# Cycle 1000 miles in a month?



## Swanage53 (6 Jan 2019)

Hi guys and girls,
I am looking for thoughts and guidance on cycling 1000 miles in a month.

First some background I am 56 years old and took up cycling some 5 years ago to get fit. In August 2015 I did my first "long" solo ride of 85 miles, which started as a joke but I raised over £1000 for charity, in August 2016 I did a 120 mile ride with 2 others and a couple of 80 mile(ish) Sportives. Last year I didn't do any rides nearing 80 miles, and I did 2400 road miles during the year. At various times I have commuted to work, covering anywhere between 20 and 50 miles per day. I know I am not quite as fit as I was during 2016. This weekend I have done 2 rides of about 30 miles each at an average speed of 15mph. This is pretty typical of where I am at present, with a couple of evenings a week on the rollers in the garage.

I want to do 1000 miles during June as a personal challenge and for charity sponsorship, which will include commuting approx 50 miles 3 days per week, a couple of 80 mile Sportives, which will obviously need topping up with more miles.

Does this look like a practical proposition, and what sort of regime (training and food) do I need to be looking at?

Thanks in advance.

Alan


----------



## Racing roadkill (6 Jan 2019)

It’s do-able. Make sure your bike and kit are comfortable. Then get out and do it. It sounds like you’re at a reasonable level of fitness.


----------



## 13 rider (6 Jan 2019)

June this year is a good month to do it as you get 5 full weekends so more free time . Target works out at 33.3 miles a day or 233 a week .Many of us on here do that sort of milage . The options are complete some super long rides or ride everyday . Personally I go for the everyday option longer rides at weekends and top up miles during the week. . Between now and then I would do some runs of consecutive days to get use to riding on tried legs
Good luck on your challenge keep us updated


----------



## jefmcg (6 Jan 2019)

1/6 is a Saturday. Bang out 80 or 100 miles on Saturday and Sunday and you'll be 16-20% towards your goal, but only 7% through your time. 

Make sure your plan allows for some days off due to life or minor injuries: plan to finish a few days before the end of the month.

I've done 1000 miles one month, but that included a single ride (over 4 days) of 750 miles. I'm not sure I have achieved that target on any other month.


----------



## DCLane (6 Jan 2019)

Yes, it's do-able but it'll take planning.

The most I've done is 1700 miles in a month, mostly on one big 900-mile event. However, if you're commuting with several longer events you should be fine. Sportives are an option, as are audaxes - have a look at the audax sub-forum on here and Audax UK for local events: http://www.aukweb.net/events/


----------



## Pumpkin the robot (6 Jan 2019)

## Stored data:
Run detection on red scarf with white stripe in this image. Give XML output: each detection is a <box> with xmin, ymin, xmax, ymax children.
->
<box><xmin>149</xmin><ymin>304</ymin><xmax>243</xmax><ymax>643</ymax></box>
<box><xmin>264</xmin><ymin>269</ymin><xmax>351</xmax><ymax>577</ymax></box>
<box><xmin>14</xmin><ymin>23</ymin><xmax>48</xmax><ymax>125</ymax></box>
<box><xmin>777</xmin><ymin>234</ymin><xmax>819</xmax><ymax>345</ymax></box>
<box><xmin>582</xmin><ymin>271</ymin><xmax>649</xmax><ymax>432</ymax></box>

## Stated problem 1:
In the cycling thread, what is the most DCLane says they have ridden in a month?
## Stated problem 2:
Copy the stretch of the cycling thread from "I've done 1000" through "DCLane (6 Jan 2019)".

## Finished answer 1:
1700 miles, mostly on one big 900-mile event.

## Finished answer 2:
I've done 1000 miles one month, but that included a single ride (over 4 days) of 750 miles. I'm not sure I have achieved that target on any other month.


----------



## DCLane (6 Jan 2019)